**The records**
□ □ □ □ □

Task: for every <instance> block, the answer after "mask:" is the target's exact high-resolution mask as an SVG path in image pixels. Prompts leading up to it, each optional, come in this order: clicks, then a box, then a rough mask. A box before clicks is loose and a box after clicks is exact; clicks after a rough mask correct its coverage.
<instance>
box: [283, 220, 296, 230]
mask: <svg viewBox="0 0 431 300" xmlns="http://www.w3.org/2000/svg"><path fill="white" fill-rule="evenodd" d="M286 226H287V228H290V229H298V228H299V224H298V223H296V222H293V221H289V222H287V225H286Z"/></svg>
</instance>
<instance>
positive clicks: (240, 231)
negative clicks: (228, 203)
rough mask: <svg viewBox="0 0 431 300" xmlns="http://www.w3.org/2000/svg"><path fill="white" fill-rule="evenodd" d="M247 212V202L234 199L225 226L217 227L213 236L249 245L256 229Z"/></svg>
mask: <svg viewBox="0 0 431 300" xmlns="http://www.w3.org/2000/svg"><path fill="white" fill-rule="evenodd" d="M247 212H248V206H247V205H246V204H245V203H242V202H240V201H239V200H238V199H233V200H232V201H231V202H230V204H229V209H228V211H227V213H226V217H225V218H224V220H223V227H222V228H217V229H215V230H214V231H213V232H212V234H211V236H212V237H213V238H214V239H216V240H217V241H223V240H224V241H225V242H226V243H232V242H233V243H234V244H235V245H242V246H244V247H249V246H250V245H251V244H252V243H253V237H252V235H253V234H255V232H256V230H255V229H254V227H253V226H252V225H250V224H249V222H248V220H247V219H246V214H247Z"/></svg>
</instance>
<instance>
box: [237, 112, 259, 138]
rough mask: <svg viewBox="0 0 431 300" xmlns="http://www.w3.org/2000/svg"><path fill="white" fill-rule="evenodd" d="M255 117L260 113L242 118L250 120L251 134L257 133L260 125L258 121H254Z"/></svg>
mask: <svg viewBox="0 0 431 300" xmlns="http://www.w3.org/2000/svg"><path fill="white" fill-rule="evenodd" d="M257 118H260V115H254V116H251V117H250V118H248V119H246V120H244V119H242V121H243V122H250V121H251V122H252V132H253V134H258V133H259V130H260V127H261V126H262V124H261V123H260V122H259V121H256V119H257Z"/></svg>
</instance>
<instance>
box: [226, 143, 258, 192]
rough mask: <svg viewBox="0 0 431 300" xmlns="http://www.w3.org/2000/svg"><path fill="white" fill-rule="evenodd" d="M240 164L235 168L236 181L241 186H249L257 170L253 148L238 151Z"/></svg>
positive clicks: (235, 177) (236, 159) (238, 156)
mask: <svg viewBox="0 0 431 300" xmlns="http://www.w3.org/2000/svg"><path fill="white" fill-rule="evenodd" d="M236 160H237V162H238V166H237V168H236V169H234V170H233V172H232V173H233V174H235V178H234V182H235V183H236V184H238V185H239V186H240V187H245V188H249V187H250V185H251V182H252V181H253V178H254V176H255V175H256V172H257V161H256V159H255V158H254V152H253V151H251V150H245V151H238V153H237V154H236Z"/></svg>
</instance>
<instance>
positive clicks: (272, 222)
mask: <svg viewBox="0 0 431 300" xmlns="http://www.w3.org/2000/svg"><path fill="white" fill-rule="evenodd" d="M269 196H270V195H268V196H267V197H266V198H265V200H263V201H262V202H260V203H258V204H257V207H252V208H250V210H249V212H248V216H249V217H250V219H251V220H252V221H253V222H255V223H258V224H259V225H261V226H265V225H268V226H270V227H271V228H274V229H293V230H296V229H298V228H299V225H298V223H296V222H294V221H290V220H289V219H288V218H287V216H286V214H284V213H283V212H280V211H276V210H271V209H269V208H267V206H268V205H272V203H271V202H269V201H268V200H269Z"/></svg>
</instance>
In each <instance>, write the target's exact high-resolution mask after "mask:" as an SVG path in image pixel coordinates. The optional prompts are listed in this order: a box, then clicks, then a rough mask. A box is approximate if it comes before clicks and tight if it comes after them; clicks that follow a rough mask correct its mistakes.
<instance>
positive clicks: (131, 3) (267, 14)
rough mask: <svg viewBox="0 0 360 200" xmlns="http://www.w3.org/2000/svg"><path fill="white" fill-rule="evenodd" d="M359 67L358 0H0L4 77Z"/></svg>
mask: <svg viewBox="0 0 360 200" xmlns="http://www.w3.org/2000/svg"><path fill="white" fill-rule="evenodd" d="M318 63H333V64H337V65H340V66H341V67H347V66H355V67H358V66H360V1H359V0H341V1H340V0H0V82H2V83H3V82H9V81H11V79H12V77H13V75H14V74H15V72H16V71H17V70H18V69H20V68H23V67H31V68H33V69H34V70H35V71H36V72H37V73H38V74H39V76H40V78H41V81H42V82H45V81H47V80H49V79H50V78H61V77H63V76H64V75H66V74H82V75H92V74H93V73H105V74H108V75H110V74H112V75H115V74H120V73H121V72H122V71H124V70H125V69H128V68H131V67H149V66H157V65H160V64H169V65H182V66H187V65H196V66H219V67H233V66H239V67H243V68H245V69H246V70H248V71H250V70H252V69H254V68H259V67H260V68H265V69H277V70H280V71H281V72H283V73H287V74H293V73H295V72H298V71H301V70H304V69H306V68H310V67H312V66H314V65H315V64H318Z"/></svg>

□ □ □ □ □

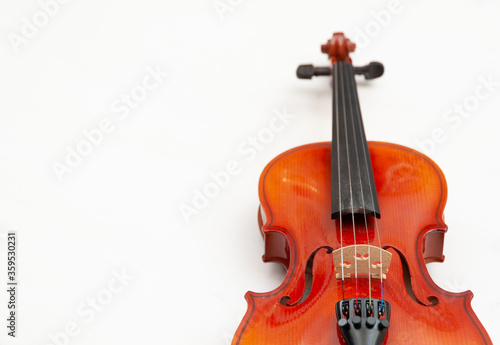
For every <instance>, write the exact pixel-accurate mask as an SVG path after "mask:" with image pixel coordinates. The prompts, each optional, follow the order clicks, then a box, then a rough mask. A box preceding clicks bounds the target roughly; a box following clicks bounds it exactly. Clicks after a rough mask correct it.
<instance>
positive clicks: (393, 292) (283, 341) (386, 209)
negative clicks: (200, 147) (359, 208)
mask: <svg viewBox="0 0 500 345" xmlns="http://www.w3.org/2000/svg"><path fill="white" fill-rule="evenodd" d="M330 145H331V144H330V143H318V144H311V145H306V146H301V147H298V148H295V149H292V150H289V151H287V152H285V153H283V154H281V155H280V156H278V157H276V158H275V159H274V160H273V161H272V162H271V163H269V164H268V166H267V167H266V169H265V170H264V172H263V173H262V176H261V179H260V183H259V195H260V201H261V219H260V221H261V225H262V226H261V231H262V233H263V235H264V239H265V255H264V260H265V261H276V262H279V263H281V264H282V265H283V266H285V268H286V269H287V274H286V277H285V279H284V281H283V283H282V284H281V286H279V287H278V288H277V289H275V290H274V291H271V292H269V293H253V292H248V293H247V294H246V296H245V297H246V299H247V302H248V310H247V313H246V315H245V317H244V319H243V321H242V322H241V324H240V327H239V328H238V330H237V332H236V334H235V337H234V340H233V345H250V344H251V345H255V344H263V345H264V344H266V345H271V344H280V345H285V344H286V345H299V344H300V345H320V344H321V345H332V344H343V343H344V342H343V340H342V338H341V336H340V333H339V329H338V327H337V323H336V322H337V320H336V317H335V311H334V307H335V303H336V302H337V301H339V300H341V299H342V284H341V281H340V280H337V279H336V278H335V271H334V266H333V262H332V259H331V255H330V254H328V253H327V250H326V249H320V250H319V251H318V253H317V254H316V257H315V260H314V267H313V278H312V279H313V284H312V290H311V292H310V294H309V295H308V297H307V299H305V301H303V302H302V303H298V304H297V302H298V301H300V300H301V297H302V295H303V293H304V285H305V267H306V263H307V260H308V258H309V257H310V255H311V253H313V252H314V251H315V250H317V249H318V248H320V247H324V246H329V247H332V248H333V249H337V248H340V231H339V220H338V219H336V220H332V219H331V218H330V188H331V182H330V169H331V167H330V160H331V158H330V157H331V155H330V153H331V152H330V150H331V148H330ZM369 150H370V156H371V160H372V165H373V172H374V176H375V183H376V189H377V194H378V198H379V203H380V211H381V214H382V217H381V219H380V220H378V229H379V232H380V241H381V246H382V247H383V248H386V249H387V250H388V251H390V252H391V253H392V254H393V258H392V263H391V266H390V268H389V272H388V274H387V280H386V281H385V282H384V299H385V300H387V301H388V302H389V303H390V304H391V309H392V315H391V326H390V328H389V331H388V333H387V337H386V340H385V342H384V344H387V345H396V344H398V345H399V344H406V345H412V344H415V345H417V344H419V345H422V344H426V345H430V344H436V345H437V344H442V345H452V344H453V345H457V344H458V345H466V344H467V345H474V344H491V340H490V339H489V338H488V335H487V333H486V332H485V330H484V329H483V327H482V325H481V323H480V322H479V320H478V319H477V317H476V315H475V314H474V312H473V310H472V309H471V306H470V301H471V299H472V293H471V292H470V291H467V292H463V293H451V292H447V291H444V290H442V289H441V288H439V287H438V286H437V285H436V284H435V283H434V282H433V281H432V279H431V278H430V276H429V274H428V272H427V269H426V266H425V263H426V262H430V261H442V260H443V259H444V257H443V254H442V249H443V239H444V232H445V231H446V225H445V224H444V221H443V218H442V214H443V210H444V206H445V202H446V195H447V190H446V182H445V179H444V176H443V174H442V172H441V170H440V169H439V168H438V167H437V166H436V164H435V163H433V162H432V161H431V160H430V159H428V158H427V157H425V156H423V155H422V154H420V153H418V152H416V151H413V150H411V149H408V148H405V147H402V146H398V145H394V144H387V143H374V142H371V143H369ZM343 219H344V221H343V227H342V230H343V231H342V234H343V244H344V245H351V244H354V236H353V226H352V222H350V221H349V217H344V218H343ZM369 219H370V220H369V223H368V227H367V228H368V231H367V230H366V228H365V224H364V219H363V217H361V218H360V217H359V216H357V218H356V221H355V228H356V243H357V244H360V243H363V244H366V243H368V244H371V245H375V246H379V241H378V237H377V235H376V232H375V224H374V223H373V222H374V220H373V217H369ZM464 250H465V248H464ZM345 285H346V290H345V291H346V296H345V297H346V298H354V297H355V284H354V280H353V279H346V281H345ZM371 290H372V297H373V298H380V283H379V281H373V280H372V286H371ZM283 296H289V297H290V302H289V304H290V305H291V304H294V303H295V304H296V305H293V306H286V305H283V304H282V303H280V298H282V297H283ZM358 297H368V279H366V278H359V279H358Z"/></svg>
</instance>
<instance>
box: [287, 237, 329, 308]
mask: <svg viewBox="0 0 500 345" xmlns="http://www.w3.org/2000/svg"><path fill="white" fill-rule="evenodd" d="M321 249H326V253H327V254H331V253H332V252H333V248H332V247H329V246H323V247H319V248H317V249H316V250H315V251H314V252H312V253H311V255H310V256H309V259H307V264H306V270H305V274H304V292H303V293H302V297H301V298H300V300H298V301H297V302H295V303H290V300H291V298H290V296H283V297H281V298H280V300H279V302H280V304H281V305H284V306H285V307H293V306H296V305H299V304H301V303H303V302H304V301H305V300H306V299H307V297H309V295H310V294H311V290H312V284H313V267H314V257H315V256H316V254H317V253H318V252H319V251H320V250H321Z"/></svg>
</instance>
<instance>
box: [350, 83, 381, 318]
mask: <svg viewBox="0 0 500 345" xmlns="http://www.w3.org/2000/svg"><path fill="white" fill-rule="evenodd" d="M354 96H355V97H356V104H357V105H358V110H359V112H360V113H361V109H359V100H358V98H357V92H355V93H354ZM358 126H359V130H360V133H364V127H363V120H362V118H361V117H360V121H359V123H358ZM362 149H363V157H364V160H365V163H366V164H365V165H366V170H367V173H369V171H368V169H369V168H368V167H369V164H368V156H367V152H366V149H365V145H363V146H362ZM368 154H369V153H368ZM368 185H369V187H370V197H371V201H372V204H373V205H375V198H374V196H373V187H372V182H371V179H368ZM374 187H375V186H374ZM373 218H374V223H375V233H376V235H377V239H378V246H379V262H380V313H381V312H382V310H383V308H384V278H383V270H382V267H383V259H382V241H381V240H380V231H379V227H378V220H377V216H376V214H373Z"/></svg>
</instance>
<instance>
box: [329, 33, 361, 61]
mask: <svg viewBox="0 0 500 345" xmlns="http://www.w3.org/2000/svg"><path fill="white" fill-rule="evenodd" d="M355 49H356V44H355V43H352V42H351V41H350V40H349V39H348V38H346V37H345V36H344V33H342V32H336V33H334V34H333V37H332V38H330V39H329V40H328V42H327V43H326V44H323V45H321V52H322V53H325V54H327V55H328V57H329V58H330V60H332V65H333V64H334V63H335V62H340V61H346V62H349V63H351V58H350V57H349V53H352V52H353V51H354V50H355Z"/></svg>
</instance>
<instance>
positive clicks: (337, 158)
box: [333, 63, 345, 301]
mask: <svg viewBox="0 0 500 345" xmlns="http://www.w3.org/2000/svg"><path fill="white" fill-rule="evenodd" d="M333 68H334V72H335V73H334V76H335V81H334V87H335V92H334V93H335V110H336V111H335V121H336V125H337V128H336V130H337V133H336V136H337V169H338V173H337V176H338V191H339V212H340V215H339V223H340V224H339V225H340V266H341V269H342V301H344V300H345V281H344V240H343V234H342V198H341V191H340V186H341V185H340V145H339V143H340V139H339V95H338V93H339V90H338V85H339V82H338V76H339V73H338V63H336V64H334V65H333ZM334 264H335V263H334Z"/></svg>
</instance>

□ □ □ □ □

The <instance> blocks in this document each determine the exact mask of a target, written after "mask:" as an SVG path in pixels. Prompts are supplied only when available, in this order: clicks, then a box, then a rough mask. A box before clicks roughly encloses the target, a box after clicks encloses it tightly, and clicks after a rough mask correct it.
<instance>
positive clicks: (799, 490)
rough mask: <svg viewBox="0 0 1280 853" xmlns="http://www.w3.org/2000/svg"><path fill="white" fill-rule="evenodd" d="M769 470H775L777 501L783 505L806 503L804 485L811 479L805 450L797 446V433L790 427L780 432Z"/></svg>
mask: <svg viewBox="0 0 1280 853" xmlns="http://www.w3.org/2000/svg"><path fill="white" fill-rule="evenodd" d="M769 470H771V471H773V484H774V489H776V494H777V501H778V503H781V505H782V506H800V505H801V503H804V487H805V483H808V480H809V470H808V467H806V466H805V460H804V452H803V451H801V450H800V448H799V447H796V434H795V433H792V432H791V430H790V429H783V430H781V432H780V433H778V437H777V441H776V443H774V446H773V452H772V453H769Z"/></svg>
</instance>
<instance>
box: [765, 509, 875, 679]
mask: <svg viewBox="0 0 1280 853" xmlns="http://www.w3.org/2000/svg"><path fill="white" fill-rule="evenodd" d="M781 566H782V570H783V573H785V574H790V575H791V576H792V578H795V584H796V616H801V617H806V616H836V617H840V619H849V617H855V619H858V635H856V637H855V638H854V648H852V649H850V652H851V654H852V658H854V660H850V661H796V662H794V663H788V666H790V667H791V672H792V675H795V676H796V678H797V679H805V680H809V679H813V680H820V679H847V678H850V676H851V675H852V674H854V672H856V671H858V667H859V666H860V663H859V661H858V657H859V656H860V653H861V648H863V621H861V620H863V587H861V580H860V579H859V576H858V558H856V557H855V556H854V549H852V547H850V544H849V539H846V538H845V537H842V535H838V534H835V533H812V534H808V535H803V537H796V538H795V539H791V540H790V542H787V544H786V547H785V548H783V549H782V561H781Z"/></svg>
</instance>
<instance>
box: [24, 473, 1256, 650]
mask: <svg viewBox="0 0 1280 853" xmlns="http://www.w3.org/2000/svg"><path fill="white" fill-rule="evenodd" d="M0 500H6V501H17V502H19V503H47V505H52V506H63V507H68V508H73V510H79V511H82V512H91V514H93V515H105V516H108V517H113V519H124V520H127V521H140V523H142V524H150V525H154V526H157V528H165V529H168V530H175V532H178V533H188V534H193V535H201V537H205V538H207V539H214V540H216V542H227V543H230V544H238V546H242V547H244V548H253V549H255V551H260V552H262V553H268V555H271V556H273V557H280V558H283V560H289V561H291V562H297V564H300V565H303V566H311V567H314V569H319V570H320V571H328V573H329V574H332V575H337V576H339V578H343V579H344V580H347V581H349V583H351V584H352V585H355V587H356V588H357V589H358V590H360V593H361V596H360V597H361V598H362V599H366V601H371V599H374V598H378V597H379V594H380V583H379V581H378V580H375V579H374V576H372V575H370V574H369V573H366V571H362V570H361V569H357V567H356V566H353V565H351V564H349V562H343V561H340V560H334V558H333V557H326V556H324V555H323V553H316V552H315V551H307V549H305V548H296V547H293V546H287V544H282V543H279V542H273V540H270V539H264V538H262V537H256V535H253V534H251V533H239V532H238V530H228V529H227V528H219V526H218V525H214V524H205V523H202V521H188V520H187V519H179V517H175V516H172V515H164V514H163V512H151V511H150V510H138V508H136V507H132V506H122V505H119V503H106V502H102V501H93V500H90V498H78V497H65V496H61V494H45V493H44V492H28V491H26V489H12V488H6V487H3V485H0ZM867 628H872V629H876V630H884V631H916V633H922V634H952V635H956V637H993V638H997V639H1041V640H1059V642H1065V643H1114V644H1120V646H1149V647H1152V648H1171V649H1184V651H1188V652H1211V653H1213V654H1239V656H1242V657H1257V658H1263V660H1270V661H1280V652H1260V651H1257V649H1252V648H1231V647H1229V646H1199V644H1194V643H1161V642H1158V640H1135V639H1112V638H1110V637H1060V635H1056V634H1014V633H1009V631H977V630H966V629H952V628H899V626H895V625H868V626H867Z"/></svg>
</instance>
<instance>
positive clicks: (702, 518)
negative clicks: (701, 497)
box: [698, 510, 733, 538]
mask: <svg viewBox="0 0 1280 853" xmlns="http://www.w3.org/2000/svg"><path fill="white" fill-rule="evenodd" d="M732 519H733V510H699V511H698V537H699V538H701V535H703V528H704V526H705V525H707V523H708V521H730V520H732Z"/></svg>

□ □ □ □ □

Tally the lines above that contain the string "image", with case counting, and give only the number.

**Response area**
3